SHORT EXERCISE:
Repeat the lines of the listing below without any change, from the line holding "window in the picture above?" through the end of the listing, both ends included.

INFORMATION GIVEN:
= = = = =

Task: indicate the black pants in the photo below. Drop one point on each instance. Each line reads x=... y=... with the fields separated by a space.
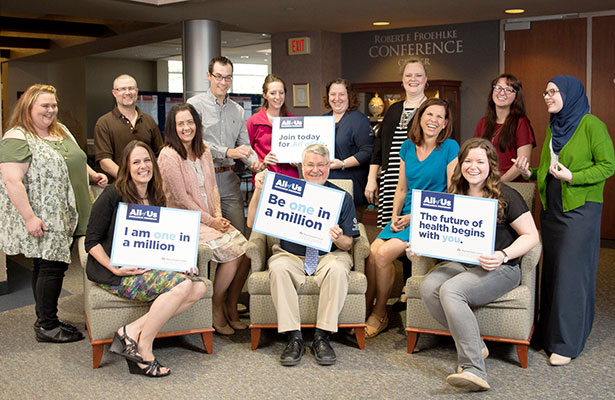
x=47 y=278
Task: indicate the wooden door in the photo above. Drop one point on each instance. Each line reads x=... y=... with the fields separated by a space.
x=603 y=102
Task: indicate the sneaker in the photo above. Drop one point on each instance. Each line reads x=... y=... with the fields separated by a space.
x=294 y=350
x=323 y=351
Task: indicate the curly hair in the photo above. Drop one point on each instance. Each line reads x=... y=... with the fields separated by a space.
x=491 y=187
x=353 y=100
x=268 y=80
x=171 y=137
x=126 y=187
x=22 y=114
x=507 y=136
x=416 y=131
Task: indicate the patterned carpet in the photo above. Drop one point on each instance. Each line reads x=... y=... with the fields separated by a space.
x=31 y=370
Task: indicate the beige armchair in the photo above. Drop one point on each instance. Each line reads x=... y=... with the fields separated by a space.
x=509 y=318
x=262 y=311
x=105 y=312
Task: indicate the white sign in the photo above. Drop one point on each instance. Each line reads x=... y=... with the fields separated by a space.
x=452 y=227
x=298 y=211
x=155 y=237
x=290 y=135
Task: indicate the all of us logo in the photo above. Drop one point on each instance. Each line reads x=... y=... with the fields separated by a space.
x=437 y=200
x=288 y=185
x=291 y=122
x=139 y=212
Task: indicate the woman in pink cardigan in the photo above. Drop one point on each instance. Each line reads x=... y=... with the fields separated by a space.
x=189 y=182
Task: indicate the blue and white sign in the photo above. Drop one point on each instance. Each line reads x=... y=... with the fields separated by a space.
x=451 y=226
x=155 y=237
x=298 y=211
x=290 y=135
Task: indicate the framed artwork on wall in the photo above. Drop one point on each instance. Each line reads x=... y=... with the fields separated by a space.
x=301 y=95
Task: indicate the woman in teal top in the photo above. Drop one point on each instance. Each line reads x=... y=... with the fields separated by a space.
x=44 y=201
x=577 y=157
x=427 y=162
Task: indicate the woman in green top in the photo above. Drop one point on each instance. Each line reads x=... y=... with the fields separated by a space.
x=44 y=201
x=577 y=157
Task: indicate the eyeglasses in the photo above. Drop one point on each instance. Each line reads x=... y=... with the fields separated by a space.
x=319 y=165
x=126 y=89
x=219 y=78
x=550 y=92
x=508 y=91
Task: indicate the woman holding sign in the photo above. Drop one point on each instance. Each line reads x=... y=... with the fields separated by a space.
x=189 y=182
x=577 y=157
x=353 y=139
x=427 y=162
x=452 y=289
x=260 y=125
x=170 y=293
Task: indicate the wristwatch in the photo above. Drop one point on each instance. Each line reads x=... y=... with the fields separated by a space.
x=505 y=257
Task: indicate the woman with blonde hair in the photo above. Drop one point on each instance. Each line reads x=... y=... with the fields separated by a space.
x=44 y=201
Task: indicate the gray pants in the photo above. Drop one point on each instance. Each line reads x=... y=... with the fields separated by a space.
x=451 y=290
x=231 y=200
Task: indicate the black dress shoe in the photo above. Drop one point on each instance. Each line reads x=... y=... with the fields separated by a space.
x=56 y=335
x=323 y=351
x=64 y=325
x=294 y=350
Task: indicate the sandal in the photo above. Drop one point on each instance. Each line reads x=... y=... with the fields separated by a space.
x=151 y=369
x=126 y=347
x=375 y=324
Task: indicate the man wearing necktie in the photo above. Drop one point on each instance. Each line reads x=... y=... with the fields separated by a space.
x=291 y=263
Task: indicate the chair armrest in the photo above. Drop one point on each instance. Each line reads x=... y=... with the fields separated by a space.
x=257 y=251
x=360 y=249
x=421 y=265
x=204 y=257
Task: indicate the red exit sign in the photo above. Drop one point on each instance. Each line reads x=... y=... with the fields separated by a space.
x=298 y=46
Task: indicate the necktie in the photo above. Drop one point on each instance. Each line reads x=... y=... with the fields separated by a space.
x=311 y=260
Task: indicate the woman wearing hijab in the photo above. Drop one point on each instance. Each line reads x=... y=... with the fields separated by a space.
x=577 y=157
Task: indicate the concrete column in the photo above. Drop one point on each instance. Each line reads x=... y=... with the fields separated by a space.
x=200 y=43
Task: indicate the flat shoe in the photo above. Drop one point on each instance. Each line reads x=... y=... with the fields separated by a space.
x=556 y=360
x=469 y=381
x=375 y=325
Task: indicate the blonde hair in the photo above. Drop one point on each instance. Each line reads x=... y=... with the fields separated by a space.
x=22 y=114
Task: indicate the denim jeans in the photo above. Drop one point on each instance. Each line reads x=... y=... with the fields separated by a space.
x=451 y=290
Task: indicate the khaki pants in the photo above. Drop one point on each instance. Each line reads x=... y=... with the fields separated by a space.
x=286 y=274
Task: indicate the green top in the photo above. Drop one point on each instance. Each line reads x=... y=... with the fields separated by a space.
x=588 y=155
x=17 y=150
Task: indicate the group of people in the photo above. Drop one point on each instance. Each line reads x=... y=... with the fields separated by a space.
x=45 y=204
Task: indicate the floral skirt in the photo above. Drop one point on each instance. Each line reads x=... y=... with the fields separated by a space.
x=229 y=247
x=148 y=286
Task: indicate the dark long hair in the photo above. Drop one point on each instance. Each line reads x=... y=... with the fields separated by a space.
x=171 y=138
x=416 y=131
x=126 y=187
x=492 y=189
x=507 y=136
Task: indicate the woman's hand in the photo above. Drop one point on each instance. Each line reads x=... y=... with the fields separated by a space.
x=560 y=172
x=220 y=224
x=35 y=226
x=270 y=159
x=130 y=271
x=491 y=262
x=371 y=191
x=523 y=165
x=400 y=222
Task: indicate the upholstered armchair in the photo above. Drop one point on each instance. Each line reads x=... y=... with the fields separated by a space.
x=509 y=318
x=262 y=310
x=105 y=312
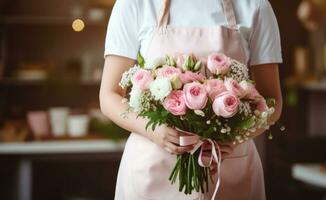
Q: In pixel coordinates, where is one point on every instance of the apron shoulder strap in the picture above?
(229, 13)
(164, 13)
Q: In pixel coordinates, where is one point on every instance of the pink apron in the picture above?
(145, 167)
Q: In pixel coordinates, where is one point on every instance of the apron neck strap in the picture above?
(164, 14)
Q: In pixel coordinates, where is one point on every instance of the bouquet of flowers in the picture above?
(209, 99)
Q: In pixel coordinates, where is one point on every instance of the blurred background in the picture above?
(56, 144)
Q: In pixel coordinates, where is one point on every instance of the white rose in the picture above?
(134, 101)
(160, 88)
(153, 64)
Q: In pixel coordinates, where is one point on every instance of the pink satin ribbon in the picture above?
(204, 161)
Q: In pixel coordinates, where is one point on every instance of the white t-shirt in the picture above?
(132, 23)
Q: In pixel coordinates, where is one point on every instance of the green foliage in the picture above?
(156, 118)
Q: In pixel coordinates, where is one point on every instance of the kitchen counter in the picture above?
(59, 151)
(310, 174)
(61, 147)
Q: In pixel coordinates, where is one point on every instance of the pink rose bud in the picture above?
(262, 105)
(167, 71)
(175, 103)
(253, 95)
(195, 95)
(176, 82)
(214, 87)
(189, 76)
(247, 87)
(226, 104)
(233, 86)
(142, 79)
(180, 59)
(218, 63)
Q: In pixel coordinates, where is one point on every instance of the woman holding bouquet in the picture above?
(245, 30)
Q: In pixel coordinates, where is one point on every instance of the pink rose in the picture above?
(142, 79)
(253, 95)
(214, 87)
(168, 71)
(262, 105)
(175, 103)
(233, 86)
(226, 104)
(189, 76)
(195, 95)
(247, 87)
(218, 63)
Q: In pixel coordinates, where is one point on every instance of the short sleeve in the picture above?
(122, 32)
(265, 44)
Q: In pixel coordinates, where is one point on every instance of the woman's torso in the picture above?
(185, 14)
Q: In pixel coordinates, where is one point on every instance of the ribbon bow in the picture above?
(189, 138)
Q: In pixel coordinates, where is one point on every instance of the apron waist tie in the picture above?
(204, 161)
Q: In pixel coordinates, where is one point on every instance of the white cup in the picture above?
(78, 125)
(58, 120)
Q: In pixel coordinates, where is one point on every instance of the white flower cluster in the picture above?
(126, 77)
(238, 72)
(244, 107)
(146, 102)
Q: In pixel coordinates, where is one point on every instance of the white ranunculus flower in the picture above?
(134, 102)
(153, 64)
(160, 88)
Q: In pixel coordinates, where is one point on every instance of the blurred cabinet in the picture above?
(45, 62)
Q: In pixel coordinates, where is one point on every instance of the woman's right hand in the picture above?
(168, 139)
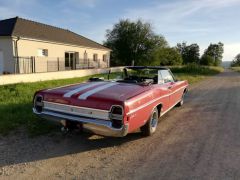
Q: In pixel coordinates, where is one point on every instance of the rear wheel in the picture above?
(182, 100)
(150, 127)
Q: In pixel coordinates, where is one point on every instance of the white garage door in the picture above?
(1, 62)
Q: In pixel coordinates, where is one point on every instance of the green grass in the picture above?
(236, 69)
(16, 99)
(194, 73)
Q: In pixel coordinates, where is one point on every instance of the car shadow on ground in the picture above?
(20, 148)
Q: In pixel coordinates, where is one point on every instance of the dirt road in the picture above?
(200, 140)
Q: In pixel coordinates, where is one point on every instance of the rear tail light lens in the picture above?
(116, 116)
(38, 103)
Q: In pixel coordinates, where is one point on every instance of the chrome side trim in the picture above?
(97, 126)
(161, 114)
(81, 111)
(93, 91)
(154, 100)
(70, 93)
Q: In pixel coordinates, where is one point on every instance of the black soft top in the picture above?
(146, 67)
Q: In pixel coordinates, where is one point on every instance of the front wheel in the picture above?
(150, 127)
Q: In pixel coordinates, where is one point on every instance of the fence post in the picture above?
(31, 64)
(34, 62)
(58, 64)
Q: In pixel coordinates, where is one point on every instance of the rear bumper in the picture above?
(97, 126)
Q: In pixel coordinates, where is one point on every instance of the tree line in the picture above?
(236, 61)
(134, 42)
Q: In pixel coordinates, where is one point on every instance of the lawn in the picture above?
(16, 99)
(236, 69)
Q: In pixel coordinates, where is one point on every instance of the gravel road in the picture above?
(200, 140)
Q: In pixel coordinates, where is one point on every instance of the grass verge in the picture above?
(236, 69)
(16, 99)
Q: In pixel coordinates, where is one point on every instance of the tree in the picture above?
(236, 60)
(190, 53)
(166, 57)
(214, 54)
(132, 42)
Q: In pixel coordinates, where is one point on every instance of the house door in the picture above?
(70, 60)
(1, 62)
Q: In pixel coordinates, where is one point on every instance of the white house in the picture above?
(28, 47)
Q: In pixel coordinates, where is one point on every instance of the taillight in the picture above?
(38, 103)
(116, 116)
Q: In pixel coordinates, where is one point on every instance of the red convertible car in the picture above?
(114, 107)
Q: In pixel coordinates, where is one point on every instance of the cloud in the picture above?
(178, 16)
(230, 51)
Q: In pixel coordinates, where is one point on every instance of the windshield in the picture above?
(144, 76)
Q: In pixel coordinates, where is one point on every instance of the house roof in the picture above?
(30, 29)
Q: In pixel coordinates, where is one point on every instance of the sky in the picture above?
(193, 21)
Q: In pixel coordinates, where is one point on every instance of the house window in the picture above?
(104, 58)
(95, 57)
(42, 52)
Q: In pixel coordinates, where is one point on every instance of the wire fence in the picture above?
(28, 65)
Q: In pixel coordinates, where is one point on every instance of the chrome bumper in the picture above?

= = = = =

THE ANSWER:
Q: In pixel coordinates, where is one point on every instance of the house window in the picture above?
(104, 58)
(95, 57)
(42, 52)
Q: In pixel coordinates, where is one point on every instance of the wire fence in the picture above?
(28, 65)
Q: In pixel coordinates, where is one point on every instance of the chrome bumper in the picture above?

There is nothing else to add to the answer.